**MATERIAL PROVIDED**
__________________________________________________

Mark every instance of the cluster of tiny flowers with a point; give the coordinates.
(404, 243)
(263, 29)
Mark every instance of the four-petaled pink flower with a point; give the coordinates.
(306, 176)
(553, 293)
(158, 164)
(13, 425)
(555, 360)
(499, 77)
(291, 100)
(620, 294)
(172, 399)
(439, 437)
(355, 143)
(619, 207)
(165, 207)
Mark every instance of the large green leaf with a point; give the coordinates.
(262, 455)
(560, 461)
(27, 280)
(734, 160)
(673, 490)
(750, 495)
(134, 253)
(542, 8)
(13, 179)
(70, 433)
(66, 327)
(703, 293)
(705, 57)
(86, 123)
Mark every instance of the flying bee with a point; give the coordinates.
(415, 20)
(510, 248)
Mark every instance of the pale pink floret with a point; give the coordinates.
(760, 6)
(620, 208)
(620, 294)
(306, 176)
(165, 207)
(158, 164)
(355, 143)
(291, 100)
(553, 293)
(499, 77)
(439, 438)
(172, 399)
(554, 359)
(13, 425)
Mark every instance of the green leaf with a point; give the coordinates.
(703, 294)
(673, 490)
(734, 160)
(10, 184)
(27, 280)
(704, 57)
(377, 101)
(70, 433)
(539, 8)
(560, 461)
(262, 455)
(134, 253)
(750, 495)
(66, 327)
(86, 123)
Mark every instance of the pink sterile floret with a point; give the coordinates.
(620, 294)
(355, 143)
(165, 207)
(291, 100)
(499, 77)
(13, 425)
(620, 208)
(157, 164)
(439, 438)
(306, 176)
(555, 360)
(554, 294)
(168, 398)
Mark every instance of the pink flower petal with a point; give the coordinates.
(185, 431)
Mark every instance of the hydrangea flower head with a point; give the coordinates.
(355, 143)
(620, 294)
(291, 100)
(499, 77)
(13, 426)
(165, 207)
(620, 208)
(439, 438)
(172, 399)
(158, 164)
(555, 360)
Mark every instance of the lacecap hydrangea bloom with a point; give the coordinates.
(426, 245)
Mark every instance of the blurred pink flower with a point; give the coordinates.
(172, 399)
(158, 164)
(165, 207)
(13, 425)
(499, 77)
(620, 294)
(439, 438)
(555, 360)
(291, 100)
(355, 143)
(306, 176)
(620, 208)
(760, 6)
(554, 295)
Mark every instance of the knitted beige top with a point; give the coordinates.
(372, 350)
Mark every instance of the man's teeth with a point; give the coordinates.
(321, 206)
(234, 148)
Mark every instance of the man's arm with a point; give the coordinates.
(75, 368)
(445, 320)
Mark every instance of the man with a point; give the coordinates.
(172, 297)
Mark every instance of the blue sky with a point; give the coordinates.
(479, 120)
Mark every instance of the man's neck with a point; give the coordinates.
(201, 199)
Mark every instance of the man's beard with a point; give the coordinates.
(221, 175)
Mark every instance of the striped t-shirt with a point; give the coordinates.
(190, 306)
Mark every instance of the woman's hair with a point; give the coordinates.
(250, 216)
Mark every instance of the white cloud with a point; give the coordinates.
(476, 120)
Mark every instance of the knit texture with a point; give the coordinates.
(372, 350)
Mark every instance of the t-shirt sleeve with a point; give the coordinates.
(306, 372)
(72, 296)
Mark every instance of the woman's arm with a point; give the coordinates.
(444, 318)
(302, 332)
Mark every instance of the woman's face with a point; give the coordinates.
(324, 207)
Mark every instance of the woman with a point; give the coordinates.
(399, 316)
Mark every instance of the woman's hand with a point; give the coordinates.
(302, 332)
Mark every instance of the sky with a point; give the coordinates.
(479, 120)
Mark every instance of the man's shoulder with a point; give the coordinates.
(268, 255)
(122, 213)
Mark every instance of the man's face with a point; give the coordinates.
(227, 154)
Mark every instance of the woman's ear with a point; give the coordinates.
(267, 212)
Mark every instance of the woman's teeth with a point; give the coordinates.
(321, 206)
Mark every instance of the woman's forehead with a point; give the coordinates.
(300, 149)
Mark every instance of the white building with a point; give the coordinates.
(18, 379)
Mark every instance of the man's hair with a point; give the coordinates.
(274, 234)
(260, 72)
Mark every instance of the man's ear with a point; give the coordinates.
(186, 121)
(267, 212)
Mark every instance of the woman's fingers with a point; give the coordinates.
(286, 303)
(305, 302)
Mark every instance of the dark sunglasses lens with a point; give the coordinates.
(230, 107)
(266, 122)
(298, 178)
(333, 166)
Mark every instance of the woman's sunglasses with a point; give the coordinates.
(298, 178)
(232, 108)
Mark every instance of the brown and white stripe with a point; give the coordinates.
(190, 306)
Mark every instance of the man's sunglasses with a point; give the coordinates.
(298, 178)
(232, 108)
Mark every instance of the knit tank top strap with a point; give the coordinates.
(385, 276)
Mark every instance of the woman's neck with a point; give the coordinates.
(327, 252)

__________________________________________________

Output the records above exactly as written.

**EXPECTED ANSWER**
Mark every instance of the cluster of tiny flowers with a point; give the coordinates.
(404, 243)
(263, 29)
Mark every instance of the four-petaled pink flower with a point; give the coordinates.
(306, 176)
(553, 293)
(158, 164)
(13, 425)
(555, 360)
(499, 77)
(291, 100)
(620, 294)
(172, 399)
(439, 437)
(355, 143)
(619, 207)
(165, 207)
Mark every instance of the large green leaf with a point; give the coordinates.
(262, 455)
(560, 461)
(27, 280)
(734, 160)
(673, 490)
(750, 495)
(134, 253)
(542, 8)
(13, 179)
(70, 433)
(66, 327)
(703, 293)
(705, 57)
(86, 123)
Mark every instance of the flying bee with a point; give the coordinates.
(415, 20)
(510, 248)
Mark every instance of the pale pink floret with a point; give the coordinates.
(760, 6)
(620, 208)
(620, 294)
(306, 176)
(165, 207)
(158, 164)
(355, 143)
(291, 100)
(553, 293)
(499, 77)
(439, 438)
(172, 399)
(554, 359)
(13, 425)
Mark every instance of the green leaf with a point; give the coordinates.
(703, 294)
(673, 490)
(734, 160)
(10, 184)
(27, 280)
(704, 57)
(377, 101)
(70, 433)
(539, 8)
(560, 461)
(262, 455)
(134, 253)
(750, 495)
(66, 327)
(86, 123)
Mark every instance of the pink sterile floret with a point; give the coordinates.
(620, 294)
(355, 143)
(165, 207)
(291, 100)
(499, 77)
(13, 425)
(620, 208)
(157, 164)
(439, 438)
(306, 176)
(555, 360)
(554, 294)
(168, 398)
Mark every instance of the pink flower petal with a point; give the coordinates.
(185, 431)
Mark every instance of the hydrangea flower head with a point; give the coordinates.
(355, 143)
(620, 294)
(291, 100)
(499, 77)
(13, 426)
(165, 207)
(620, 208)
(439, 438)
(172, 399)
(158, 164)
(555, 360)
Mark every instance of the lacecap hydrangea bloom with a point; give the coordinates.
(426, 245)
Mark every instance of the blurred pink flower with a point; give the coordinates.
(172, 399)
(158, 164)
(165, 207)
(13, 425)
(499, 77)
(620, 294)
(439, 438)
(555, 360)
(291, 100)
(355, 143)
(306, 176)
(620, 208)
(760, 6)
(554, 295)
Mark every instance of the knitted beige top with a point; give the coordinates.
(372, 350)
Mark every instance of the man's teeth with a point; give the coordinates.
(321, 206)
(234, 148)
Mark every instance of the man's arm with a point; give the coordinates.
(75, 368)
(445, 320)
Mark every instance of the man with a point; give the coordinates.
(172, 297)
Mark every instance of the blue sky with a point; give the coordinates.
(479, 120)
Mark every instance of the man's neck with a point; give the coordinates.
(201, 199)
Mark every instance of the man's beard with a point; give the coordinates.
(221, 175)
Mark every instance of the striped t-shirt with a point; give the coordinates.
(190, 306)
Mark every instance of the woman's hair with a point; give the coordinates.
(250, 216)
Mark every instance of the white cloud with a point; give the coordinates.
(476, 120)
Mark every instance of the knit texture with a point; give the coordinates.
(372, 350)
Mark every instance of the t-shirt sleeve with a point; give the coordinates.
(306, 372)
(72, 296)
Mark every instance of the woman's arm with a point; give the coordinates.
(444, 318)
(302, 332)
Mark every instance of the woman's face with a point; give the coordinates.
(324, 207)
Mark every instance of the woman with a point; give the coordinates.
(399, 316)
Mark every instance of the woman's hand with a point; give the coordinates.
(302, 332)
Mark every instance of the sky with a point; give the coordinates.
(479, 120)
Mark every instance of the man's shoulder with a point; give the coordinates.
(268, 255)
(122, 213)
Mark every instance of the man's face with a point; give the coordinates.
(227, 154)
Mark every instance of the woman's ear with a point; give the coordinates.
(267, 212)
Mark every instance of the woman's teeth with a point; give the coordinates.
(321, 206)
Mark every instance of the woman's forehead with a point; give the coordinates.
(300, 149)
Mark every instance of the white building with a point; give the coordinates.
(18, 379)
Mark every instance of the man's hair with a point; give the coordinates.
(274, 234)
(260, 72)
Mark every instance of the man's ear with a point; give the coordinates.
(186, 121)
(267, 212)
Mark every instance of the woman's fingers with a point; give the coordinates.
(286, 303)
(305, 302)
Mark every instance of the dark sunglasses lens with a point; give the coordinates.
(230, 107)
(266, 122)
(298, 178)
(333, 166)
Mark every instance of the woman's sunglasses with a point; give the coordinates.
(298, 178)
(232, 108)
Mark every instance of the brown and white stripe with a point; give the coordinates.
(190, 306)
Mark every instance of the man's sunglasses with a point; give the coordinates.
(298, 178)
(232, 108)
Mark every instance of the knit tank top strap with a point; give the coordinates.
(385, 276)
Mark every instance of the woman's neck with a point; give the coordinates.
(327, 252)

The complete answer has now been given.